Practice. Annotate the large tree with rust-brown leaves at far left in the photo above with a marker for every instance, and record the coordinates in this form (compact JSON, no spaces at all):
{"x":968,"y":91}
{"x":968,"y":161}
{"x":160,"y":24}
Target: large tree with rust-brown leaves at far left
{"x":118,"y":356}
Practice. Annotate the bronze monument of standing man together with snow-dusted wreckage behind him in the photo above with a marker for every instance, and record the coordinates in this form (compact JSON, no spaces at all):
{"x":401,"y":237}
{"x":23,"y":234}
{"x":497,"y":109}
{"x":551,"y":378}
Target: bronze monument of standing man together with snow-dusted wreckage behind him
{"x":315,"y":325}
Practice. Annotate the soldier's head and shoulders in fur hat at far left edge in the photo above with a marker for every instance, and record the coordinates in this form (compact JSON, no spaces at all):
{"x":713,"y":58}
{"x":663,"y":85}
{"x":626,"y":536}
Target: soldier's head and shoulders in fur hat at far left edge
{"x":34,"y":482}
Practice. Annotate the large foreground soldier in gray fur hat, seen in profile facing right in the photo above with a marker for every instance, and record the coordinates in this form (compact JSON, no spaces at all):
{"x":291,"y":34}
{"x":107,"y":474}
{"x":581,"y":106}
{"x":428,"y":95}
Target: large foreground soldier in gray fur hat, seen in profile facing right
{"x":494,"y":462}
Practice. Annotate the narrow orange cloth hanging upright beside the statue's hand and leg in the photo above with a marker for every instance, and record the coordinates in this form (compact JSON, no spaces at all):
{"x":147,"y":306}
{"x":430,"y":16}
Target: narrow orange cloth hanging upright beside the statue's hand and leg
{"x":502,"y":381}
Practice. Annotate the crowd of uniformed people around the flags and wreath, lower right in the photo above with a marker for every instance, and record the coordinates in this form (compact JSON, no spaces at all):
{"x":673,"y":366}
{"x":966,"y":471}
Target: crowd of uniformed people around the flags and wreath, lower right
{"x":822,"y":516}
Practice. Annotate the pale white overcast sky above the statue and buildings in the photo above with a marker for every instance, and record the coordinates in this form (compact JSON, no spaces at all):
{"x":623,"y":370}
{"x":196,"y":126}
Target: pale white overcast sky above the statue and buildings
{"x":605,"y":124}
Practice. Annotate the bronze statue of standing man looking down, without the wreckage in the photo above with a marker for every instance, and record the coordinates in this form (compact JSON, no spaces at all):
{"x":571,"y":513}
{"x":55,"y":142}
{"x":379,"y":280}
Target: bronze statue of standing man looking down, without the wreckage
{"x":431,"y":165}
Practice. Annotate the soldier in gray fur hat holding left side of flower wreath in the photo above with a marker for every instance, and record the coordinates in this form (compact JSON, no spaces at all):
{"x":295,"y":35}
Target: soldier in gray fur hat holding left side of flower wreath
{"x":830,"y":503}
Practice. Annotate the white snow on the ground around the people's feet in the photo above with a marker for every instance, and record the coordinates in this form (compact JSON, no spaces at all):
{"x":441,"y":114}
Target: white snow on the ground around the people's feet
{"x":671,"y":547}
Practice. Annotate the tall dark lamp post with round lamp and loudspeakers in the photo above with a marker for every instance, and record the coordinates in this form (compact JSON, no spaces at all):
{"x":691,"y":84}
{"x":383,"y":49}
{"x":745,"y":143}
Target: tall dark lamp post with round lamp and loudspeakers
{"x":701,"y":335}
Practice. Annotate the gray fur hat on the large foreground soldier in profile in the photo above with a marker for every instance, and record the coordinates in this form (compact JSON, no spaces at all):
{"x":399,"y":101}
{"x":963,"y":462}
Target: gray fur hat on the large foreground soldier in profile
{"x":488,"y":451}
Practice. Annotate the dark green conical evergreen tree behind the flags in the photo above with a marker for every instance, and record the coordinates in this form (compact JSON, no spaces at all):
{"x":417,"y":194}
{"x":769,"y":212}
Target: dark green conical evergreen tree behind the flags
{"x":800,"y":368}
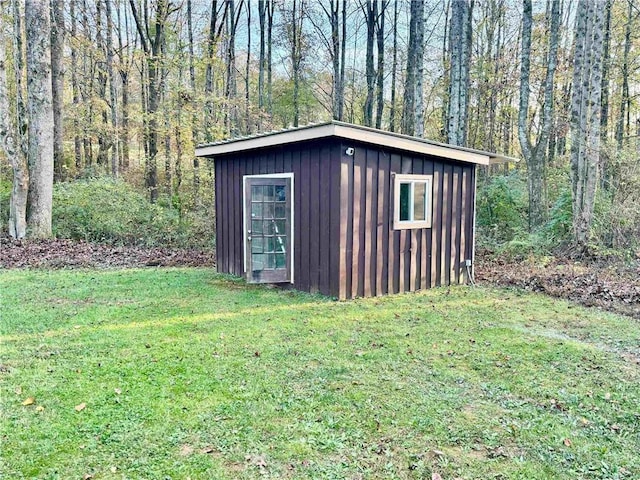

_ABOUT THIS EXERCISE_. Return every record exactly, minus the pictures.

_RESULT_.
Practice. Annotate the large tree with rust-brown leaves at far left in the photo above with a marker for every instance, and record the coordinates in this form (compact JSON, no spaces at all):
{"x":968,"y":91}
{"x":968,"y":161}
{"x":160,"y":24}
Target: large tree with rust-brown leaves at far left
{"x":118,"y":356}
Practice. Annotate the bronze monument of standing man together with snow-dusted wreckage behind him in the photo above with a marker for every instance, and record the coordinates in this form (compact JSON, no spaces at all):
{"x":401,"y":237}
{"x":23,"y":234}
{"x":497,"y":109}
{"x":551,"y":378}
Target: bronze monument of standing man together with snow-dusted wreckage behind him
{"x":315,"y":325}
Practice. Annotate the soldier's head and shoulders in fur hat at far left edge in the photo above with a marker for every instance, and record the coordinates in this form (compact JSON, no spaces at all):
{"x":713,"y":58}
{"x":663,"y":85}
{"x":626,"y":536}
Target: soldier's head and shoulders in fur hat at far left edge
{"x":34,"y":482}
Practice. Annotate the large foreground soldier in gray fur hat, seen in profile facing right in the photo above with a marker for every instance, and record the coordinates in this form (compact JSON, no spaces at all):
{"x":291,"y":34}
{"x":107,"y":474}
{"x":581,"y":106}
{"x":428,"y":95}
Target: large foreground soldier in gray fur hat, seen in profile facing right
{"x":494,"y":462}
Practice. Annotate the narrow orange cloth hanging upright beside the statue's hand and leg in the photo above with a marker for every instance, and record the coordinates in this form (compact JSON, no spaces at all):
{"x":147,"y":306}
{"x":430,"y":16}
Target: narrow orange cloth hanging upright beside the statue's hand and leg
{"x":502,"y":381}
Practice. Annotate the crowd of uniformed people around the flags and wreath, lower right in the photo above with a marker for every instance, and record the coordinates in this form (compact JSON, no spaces at all):
{"x":673,"y":366}
{"x":966,"y":471}
Target: crowd of uniformed people around the flags and wreath, lower right
{"x":822,"y":516}
Practice. Annotate the pale white overcast sky above the statue and buildings in the photo above with a marker for every instance, and record the coordinates in this form (compact JSON, no spaces at all):
{"x":623,"y":370}
{"x":196,"y":126}
Target: pale white overcast sky above the statue and buildings
{"x":605,"y":124}
Practice. Annotate the bronze statue of standing man looking down, without the wreckage in the photo above with a marker for every instance, and record the coordinates in this form (compact JSON, no spaces at all):
{"x":571,"y":513}
{"x":55,"y":142}
{"x":379,"y":280}
Target: bronze statue of standing man looking down, without the wreckage
{"x":431,"y":165}
Practice. Annotate the soldier in gray fur hat holding left side of flower wreath in the photo above with a marker for every instance, and record the coordinates in this form (compact JSON, no spaces at all):
{"x":295,"y":35}
Target: soldier in gray fur hat holding left side of flower wreath
{"x":830,"y":503}
Practice. Annotate the white snow on the ground around the people's feet in the photo above with a marker for every instance, and record the coordinates in this form (compact JSON, no spaces at all):
{"x":441,"y":114}
Target: white snow on the ground around the people's feet
{"x":671,"y":547}
Practice. Annotate the tall dark lamp post with round lamp and loudspeakers in the photo above with a marker for every instance, and record the coordinates in this form (compact JSON, no spaces at all):
{"x":691,"y":84}
{"x":383,"y":49}
{"x":745,"y":143}
Target: tall dark lamp post with round lamp and loudspeakers
{"x":701,"y":335}
Practice. Annotate the gray fur hat on the large foreground soldier in profile in the photo above with a marker for every instance, and record the coordinates in this form (compact JSON, no spaces at all):
{"x":399,"y":101}
{"x":963,"y":462}
Target: gray fur hat on the large foreground soldier in profile
{"x":488,"y":451}
Practice. Annotate the dark green conical evergreen tree behind the flags in the photo above with a marker for every instance, and record the coordinates in this form (compact JSON, no spaces at all):
{"x":417,"y":194}
{"x":769,"y":212}
Target: dark green conical evergreen tree behind the flags
{"x":800,"y":368}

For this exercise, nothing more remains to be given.